**GIVEN REQUEST:** Report each line of the records below that contains the string "task", copying every such line in full.

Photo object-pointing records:
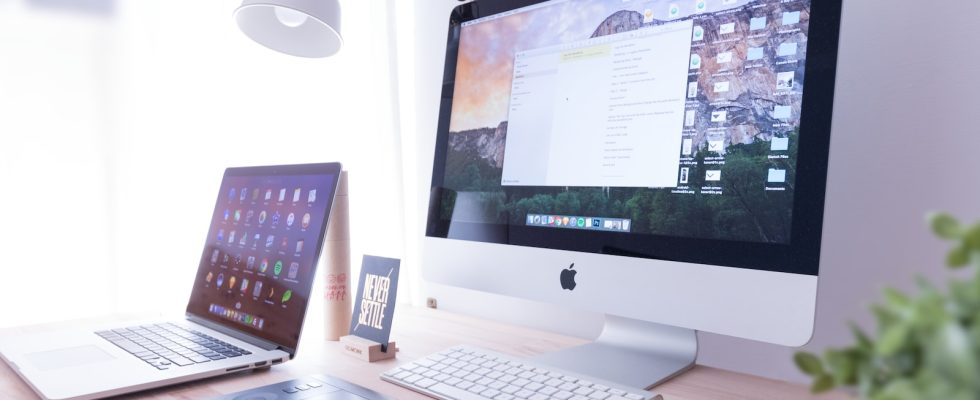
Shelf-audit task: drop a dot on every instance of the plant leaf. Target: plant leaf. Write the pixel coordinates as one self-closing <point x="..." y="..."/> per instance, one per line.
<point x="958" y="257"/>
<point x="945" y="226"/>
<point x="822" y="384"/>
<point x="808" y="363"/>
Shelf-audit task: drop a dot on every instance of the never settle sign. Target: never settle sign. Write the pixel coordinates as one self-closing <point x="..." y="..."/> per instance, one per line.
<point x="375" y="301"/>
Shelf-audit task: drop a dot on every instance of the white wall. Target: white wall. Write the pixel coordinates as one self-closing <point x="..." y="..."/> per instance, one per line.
--
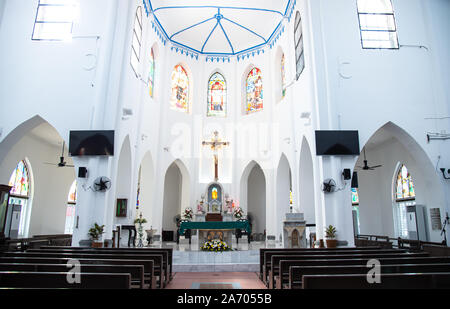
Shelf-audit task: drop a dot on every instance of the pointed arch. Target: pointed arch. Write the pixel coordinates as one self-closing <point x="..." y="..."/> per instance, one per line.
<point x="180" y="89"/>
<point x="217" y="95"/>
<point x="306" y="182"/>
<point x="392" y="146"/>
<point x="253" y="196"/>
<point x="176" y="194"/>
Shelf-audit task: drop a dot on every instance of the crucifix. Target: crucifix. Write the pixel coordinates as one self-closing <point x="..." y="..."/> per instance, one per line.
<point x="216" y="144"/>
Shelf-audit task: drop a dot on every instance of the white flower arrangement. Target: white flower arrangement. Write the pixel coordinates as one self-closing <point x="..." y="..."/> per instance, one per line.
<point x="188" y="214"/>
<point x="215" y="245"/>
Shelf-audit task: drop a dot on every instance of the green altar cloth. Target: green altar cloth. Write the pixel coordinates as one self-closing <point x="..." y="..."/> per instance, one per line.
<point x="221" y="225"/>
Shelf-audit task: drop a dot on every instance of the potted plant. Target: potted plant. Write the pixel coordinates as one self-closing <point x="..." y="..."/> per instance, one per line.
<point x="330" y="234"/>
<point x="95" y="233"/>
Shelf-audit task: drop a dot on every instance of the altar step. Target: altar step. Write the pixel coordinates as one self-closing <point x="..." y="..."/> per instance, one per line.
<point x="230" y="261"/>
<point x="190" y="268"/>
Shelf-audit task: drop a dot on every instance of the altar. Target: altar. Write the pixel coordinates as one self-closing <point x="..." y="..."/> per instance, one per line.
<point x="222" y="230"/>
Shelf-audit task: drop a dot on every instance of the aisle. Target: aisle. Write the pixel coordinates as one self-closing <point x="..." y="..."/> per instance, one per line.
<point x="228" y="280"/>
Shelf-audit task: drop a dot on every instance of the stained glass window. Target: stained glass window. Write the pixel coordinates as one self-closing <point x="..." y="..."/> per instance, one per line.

**EXERCISE OUTPUT:**
Shelf-audit task: drop a dot on every instance of the plant leaf. Target: plant leaf. Write the pixel coordinates as one self-closing <point x="..." y="..."/> per instance, one per line.
Shelf-audit task: drop a dot on every instance of the never settle sign. Target: never settle sign. Write the pixel coordinates as one self-closing <point x="..." y="..."/> per instance, one per line.
Shelf-audit task: drop a dot on every instance of the white wall. Target: white wall. Write the pixel coordinates as one self-closing <point x="..." y="..."/> per instance, one per line.
Shelf-audit task: drop a dot on every instance of the pointed arch. Target: pointed arch. Write the pixel coordinates as one self-closing <point x="..." y="..."/> per instance, one per line.
Shelf-audit task: drop a dot on every instance of the crucifix. Target: crucifix. Write the pixel coordinates as one self-closing <point x="..." y="..."/> per instance, one per line.
Shelf-audit task: drop a dot on every instance of the white flower arrangement. Target: white flower arrangement. Write the pixel coordinates as one self-closing <point x="..." y="..."/> per instance, one per line.
Shelf-audit task: drop a dot on every instance of the green altar cloth. Target: green altar cloth. Write the pixel coordinates as one self-closing <point x="..." y="..."/> per instance, one per line.
Shelf-audit task: drop a dot on every instance of the potted plant. Target: potted plant. Write the pixel coordinates as one self-closing <point x="..." y="..."/> per instance, one per line.
Shelf-audit task: drop a dot on every instance of the altar step. Target: altar step. Write the pixel coordinates as one self-closing <point x="..." y="..."/> per instance, one per line.
Shelf-audit task: drop a dot on every instance of the altar. Target: altar. Write the pixel coordinates as one self-closing <point x="..." y="..."/> per instance, one per line.
Shelf-audit task: drop a dot on every instance of the aisle. Target: aisle. Write the pixel coordinates as one self-closing <point x="..." y="..."/> per instance, one per line.
Shelf-audit task: drop a dot on every instance of the stained glass window. Target: stained glass window. Write the pixel coordinates as one self-closing <point x="..." y="..."/> per instance, one per line.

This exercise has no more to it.